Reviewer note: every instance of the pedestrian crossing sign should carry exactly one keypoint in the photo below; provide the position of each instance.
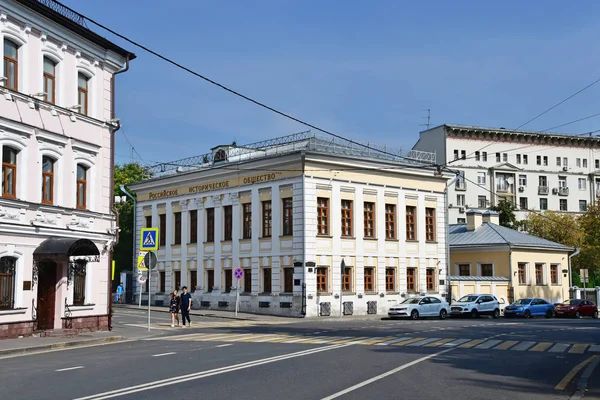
(149, 239)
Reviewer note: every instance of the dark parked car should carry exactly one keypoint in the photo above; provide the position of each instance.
(576, 308)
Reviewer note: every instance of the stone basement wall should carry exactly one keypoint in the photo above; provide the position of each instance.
(91, 323)
(16, 329)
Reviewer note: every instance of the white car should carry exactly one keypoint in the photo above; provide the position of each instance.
(474, 305)
(416, 307)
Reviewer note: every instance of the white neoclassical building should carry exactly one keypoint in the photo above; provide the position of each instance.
(57, 126)
(534, 170)
(317, 226)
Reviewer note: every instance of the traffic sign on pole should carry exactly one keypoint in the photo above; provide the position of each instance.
(149, 239)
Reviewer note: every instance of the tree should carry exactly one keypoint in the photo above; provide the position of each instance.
(507, 216)
(123, 251)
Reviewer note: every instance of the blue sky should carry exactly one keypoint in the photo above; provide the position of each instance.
(364, 70)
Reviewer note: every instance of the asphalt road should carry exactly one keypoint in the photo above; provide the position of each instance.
(347, 359)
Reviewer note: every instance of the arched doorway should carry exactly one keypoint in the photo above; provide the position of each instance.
(46, 295)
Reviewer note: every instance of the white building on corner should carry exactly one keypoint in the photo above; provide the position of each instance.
(57, 129)
(535, 171)
(288, 211)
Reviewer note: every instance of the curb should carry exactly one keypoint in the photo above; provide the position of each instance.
(582, 384)
(61, 345)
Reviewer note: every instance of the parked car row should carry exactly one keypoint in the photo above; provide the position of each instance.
(474, 305)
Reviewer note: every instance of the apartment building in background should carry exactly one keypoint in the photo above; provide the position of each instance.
(57, 129)
(535, 171)
(318, 227)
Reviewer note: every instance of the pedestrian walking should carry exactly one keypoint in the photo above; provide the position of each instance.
(186, 305)
(174, 308)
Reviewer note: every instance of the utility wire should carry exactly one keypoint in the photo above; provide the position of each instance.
(232, 91)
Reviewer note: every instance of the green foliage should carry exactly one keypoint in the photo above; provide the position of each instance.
(506, 211)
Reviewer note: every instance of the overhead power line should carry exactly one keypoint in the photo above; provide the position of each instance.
(232, 91)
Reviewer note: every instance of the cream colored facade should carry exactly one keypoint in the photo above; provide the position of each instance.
(296, 270)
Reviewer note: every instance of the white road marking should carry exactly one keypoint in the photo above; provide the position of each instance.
(163, 354)
(204, 374)
(69, 369)
(384, 375)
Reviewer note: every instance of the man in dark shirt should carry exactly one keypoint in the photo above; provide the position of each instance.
(186, 305)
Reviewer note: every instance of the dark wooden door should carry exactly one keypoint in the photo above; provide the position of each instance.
(46, 295)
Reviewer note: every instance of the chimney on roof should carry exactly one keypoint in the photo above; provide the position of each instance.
(474, 219)
(491, 217)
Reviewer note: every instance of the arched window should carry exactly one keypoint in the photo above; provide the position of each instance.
(82, 186)
(47, 180)
(82, 92)
(7, 282)
(49, 80)
(9, 172)
(11, 65)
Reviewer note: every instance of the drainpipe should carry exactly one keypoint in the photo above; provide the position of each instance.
(112, 180)
(577, 250)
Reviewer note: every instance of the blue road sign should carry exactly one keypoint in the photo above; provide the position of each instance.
(238, 273)
(149, 239)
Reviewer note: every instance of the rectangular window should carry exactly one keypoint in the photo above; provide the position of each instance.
(322, 285)
(539, 274)
(49, 80)
(487, 270)
(247, 217)
(228, 279)
(266, 218)
(162, 230)
(177, 218)
(82, 93)
(522, 272)
(347, 218)
(430, 224)
(411, 229)
(162, 282)
(79, 285)
(288, 280)
(410, 279)
(390, 221)
(194, 226)
(481, 201)
(288, 217)
(563, 204)
(322, 216)
(247, 280)
(369, 279)
(210, 280)
(464, 270)
(554, 274)
(228, 223)
(430, 275)
(347, 280)
(8, 266)
(11, 65)
(47, 180)
(210, 225)
(390, 280)
(267, 280)
(81, 187)
(369, 219)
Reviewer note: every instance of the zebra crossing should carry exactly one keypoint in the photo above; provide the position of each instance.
(393, 341)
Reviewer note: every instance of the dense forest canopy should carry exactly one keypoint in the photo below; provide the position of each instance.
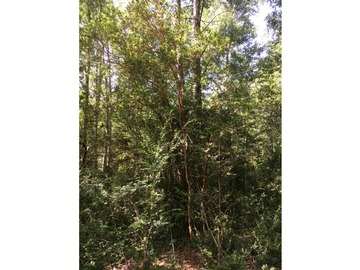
(180, 134)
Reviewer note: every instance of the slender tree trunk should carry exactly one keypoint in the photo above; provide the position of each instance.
(85, 131)
(196, 60)
(182, 118)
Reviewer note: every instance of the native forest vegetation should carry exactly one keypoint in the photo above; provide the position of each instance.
(180, 135)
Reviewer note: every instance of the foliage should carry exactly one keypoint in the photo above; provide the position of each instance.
(180, 134)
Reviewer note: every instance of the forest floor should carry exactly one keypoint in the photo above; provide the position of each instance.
(184, 260)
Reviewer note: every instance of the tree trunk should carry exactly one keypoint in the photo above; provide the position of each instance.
(196, 60)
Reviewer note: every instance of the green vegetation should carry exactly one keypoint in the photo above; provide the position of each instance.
(180, 135)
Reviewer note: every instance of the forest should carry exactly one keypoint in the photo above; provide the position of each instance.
(180, 135)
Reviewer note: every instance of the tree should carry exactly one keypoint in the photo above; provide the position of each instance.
(180, 133)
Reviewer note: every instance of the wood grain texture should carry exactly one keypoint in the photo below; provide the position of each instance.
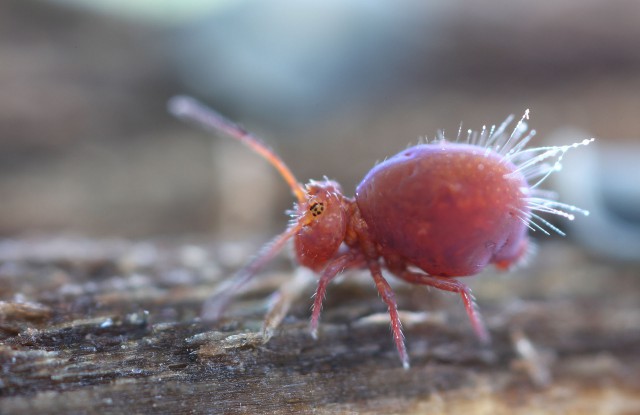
(111, 326)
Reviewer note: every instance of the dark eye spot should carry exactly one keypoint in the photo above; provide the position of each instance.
(316, 209)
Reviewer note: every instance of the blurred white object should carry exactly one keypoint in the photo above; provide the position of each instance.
(603, 178)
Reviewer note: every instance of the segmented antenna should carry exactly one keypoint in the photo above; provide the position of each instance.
(189, 109)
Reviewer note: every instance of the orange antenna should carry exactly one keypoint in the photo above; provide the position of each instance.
(190, 109)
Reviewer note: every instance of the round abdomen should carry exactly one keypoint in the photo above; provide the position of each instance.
(447, 208)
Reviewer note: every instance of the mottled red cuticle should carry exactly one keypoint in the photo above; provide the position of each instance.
(429, 214)
(448, 208)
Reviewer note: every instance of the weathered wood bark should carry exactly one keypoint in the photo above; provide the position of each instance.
(111, 327)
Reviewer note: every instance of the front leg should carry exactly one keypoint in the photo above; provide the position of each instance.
(385, 291)
(452, 285)
(335, 267)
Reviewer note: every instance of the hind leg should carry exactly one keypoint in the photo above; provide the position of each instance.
(452, 285)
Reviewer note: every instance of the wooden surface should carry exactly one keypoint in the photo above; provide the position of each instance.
(111, 326)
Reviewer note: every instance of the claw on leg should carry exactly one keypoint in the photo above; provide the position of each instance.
(385, 291)
(335, 267)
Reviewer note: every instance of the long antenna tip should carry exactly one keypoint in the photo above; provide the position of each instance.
(181, 105)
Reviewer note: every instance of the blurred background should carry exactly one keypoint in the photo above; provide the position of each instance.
(87, 146)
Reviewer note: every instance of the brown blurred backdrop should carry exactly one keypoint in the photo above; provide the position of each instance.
(86, 144)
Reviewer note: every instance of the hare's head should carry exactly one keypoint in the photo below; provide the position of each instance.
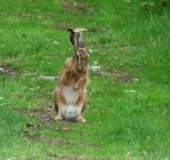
(80, 55)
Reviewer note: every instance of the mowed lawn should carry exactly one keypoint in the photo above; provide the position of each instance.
(128, 107)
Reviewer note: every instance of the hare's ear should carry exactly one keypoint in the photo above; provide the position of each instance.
(80, 40)
(72, 37)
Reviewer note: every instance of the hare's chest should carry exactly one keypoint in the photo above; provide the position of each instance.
(70, 95)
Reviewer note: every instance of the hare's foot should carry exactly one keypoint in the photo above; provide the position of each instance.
(58, 117)
(81, 119)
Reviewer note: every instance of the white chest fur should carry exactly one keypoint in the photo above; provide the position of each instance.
(70, 95)
(70, 111)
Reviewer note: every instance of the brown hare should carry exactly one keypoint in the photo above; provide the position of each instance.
(70, 93)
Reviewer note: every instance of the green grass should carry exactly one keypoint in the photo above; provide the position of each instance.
(128, 106)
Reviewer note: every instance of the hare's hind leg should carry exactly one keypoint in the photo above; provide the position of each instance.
(81, 102)
(59, 101)
(58, 116)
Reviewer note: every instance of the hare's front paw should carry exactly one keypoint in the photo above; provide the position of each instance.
(58, 118)
(76, 87)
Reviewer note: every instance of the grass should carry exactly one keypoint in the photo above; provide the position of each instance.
(128, 97)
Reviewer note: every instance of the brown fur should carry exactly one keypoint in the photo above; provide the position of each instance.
(74, 71)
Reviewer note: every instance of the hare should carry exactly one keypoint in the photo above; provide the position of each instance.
(70, 93)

> [Work to be completed]
Give again only the lines starting at the one that contains "Reviewer note: every instance of the hare's front" and running to the end of the data.

> [Full answer]
Reviewer note: every instance of the hare's front paw should carry exactly one keypoint in the photo above; provide the position of each instance.
(58, 118)
(76, 87)
Reviewer note: every instance of the grass should carry exactly one keypoint in the photo above; provide the position of each instance.
(128, 97)
Reviewer note: every instance of the brown fur should carry exactly one keypoint in the photo above; provide the position of each instance.
(74, 71)
Reviewer note: every instance of the hare should carry exactly one keypoint in the photo above; provide the position of each instance.
(70, 93)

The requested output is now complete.